[Supplied records]:
################

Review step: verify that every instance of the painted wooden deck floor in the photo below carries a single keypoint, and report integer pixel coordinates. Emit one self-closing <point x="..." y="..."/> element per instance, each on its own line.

################

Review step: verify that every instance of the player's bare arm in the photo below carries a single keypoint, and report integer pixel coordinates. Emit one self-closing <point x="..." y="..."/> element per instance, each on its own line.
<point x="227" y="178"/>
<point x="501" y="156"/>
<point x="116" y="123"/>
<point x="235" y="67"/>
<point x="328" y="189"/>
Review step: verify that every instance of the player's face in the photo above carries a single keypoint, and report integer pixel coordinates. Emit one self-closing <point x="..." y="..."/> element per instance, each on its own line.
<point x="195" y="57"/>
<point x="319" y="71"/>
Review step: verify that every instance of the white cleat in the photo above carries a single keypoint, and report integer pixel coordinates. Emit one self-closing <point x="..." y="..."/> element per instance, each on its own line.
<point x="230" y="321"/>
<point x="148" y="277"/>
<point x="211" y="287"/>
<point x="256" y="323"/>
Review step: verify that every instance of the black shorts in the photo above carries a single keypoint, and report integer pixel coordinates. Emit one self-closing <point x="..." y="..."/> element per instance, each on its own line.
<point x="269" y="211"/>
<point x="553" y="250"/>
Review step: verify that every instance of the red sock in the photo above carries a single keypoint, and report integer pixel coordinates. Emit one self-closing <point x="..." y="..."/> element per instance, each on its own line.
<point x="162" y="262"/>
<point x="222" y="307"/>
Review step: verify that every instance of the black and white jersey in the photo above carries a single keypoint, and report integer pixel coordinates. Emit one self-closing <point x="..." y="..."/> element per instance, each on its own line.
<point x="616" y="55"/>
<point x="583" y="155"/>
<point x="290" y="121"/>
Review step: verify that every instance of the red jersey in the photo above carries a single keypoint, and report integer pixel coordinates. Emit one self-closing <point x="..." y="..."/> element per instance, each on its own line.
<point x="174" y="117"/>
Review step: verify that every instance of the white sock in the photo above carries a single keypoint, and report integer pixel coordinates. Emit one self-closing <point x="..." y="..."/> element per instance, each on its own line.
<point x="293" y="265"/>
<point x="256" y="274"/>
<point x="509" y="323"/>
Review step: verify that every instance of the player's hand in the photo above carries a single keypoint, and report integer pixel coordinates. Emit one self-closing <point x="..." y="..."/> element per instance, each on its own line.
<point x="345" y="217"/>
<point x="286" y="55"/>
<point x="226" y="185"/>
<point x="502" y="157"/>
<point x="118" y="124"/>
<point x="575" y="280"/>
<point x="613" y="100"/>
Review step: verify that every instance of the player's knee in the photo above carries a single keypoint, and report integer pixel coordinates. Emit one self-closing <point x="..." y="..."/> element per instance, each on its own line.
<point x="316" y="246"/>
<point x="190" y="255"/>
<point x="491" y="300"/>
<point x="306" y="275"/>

################

How many lines in the data above contain the word "jersey" with matching case? Reply with the number alone.

[Solution to this task]: 2